Assignment 1 >> List the four headlines given under "My picks from ScienceDaily" in the blog post.
Assignment 2 >> Return the blog post's wording from "The more important" up to and including "animals’ other senses?", without changing it.
Assignment 3 >> According to the blog post, researchers from which university found that eating fat-rich foods triggers the formation of long-term memories?

Passage shown >>

↓

Trackbacks – the hows and the whys – on PLoS journals’ articles

Just read it here, then bookmark it for the next time you write a blog post about a PLoS paper…

Today’s carnivals

Scientia Pro Publica 3: the Swine ‘flu Edition is up on Deep Thoughts and Silliness
Carnival of the Blue 24 is up on Monterey Bay Aquarium’s SeaNotes

Clock Quotes

The more important the title, the more self-important the person, the greater the amount of time spent on the Eastern shuttle, the more suspicious the man and the less vitality in the organization.
– Jane O’Reilly

My picks from ScienceDaily

Dolphins Maintain Round-the-clock Visual Vigilance:

Dolphins have a clever trick for overcoming sleep deprivation. Sam Ridgway from the US Navy Marine Mammal Program explains that they are able to send half of their brains to sleep while the other half remains conscious. What is more, the mammals seem to be able to remain continually vigilant for sounds for days on end. All of this made Ridgway and his colleagues from San Diego and Tel Aviv wonder whether the dolphins’ unrelenting auditory vigilance tired them and took a toll on the animals’ other senses?

Dietary Fats Trigger Long-term Memory Formation:

Having strong memories of that rich, delicious dessert you ate last night? If so, you shouldn’t feel like a glutton. It’s only natural. UC Irvine researchers have found that eating fat-rich foods triggers the formation of long-term memories of that activity. The study adds to their recent work linking dietary fats to appetite control and may herald new approaches for treating obesity and other eating disorders.

Oxytocin: Love Potion #1? Human Hormone Increases Positive Communication Between Couples:

Relationships are difficult and most of us probably think at some point that communicating positively with our partner when discussing stressful issues, like home finances, is an impossible task. What if there was a safe way to take the “edge” off these discussions? The biology of human social relationships is just beginning to emerge as groundbreaking research on social cognition conducted in animals is now informing research in humans.

Birds Raised In Complete Isolation Evolve ‘Normal’ Species Song Over Generations:

During infancy, each of us emerges from a delightful but largely incoherent babble of syllables and learns to speak – normally, in the language of those who care for us. But imagine what would happen if we were somehow raised in utter isolation from other people, not only our parents but also from surrogates such as nurses and nannies. What sort of culture might we evolve if reared in isolation? Would we learn to speak? Would such a language evolve over multiple generations? If so, would it eventually resemble existing ones?

Cognitive Monthly

I am pretty much on record that I would not pay for anything online (to be precise, to pay for content – I certainly use the Web for shopping). But with some caveats. I have been known to hit a PayPal button of people who provide content and information I find valuable. And I would presumably pay, though not being happy about it, if the information behind the pay wall is a) unique (i.e., not found anywhere else by any other means) and b) indispensable for my work (i.e., I would feel handicapped without it).

↑

Supplied data >>
↓

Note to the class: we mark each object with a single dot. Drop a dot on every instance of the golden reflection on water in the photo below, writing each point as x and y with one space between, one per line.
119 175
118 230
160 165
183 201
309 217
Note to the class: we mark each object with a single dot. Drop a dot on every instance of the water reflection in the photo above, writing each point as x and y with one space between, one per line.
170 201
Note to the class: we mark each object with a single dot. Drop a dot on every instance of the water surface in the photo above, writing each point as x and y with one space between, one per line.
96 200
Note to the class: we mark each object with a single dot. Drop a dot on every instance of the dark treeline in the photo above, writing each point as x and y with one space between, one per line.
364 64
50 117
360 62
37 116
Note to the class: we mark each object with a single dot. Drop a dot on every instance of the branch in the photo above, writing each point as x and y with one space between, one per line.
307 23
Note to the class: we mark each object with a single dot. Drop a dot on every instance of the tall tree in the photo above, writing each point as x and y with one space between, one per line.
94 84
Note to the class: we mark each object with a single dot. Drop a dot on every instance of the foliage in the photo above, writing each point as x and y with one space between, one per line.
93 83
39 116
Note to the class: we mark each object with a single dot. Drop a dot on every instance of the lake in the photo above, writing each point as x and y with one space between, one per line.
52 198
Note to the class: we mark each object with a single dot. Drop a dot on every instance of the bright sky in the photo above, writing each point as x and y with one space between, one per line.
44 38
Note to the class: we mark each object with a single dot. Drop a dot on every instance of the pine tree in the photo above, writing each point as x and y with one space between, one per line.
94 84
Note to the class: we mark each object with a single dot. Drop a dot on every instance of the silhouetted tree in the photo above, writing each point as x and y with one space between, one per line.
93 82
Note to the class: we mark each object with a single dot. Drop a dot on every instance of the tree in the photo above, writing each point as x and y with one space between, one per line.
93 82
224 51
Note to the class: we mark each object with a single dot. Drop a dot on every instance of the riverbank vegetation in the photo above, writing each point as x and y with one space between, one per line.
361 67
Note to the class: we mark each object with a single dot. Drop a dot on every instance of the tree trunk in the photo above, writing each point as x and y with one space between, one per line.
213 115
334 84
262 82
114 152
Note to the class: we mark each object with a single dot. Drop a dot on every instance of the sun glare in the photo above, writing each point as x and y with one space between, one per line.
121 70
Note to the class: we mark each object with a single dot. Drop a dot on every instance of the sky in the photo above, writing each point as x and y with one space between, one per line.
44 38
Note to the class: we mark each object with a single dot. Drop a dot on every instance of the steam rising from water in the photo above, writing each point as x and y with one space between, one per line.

↑

Problem solution 1 >>
- Dolphins Maintain Round-the-clock Visual Vigilance
- Dietary Fats Trigger Long-term Memory Formation
- Oxytocin: Love Potion #1? Human Hormone Increases Positive Communication Between Couples
- Birds Raised In Complete Isolation Evolve 'Normal' Species Song Over Generations

Problem solution 2 >>
The more important the title, the more self-important the person, the greater the amount of time spent on the Eastern shuttle, the more suspicious the man and the less vitality in the organization.
– Jane O’Reilly

My picks from ScienceDaily

Dolphins Maintain Round-the-clock Visual Vigilance:

Dolphins have a clever trick for overcoming sleep deprivation. Sam Ridgway from the US Navy Marine Mammal Program explains that they are able to send half of their brains to sleep while the other half remains conscious. What is more, the mammals seem to be able to remain continually vigilant for sounds for days on end. All of this made Ridgway and his colleagues from San Diego and Tel Aviv wonder whether the dolphins’ unrelenting auditory vigilance tired them and took a toll on the animals’ other senses?

Problem solution 3 >> UC Irvine